- Your objective -
Which of the lines below contain the word "photo" with the same capitalization? Copy each of those lines in full.

- Recorded information -
* Begin *

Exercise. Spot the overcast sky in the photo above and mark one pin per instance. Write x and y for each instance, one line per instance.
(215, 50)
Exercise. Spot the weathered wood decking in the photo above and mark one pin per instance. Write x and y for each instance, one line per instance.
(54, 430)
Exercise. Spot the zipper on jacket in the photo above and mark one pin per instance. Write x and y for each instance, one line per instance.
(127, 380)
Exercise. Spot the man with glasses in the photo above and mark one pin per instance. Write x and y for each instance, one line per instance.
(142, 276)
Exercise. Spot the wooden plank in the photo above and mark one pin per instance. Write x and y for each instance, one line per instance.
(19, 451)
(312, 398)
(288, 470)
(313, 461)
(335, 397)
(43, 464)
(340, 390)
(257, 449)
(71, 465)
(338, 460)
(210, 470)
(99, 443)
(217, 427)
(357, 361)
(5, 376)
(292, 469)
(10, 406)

* End *
* Begin *

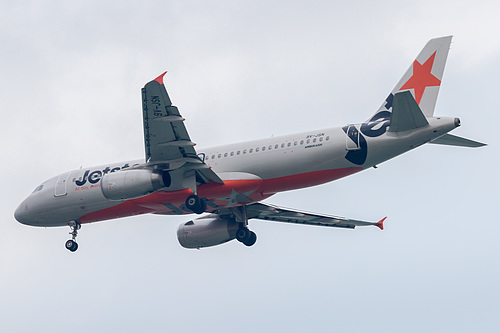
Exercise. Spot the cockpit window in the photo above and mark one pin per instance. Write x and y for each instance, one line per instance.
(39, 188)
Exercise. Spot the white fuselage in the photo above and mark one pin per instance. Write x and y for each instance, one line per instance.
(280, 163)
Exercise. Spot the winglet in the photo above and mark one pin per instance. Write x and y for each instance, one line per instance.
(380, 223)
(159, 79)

* End *

- Response to this exercise -
Exercise. Spot the overcast sky in the photo above and mark one pin per instance. Write x and y for each instance, one line per instance.
Exercise. Spot the weathered wood decking in the photo above and mark one pin per instance. Write x and y for each instance, one line per instance.
Exercise. Spot the zipper on jacket in the photo above and mark one pin per instance. Write x and y for each instance, one line per instance.
Exercise. Spot the man with glasses in the photo above and mark one pin per instance. Write x and y for each instance, one line per instance.
Exercise. Spot the wooden plank in the photo above and mark one pin per instance. Write x and y for each instance, one line per instance.
Exercise. Spot the cockpit window in the photo above and mark one pin per instance. Write x and y for each instance, one line per instance.
Exercise. Spot the white fuselage in the photo above and mark one pin per instance. Write x and y for each instance, one line per instance.
Exercise. Spot the winglet in the photo above and mark one pin per instance. Write x and y for each instance, one line per instance.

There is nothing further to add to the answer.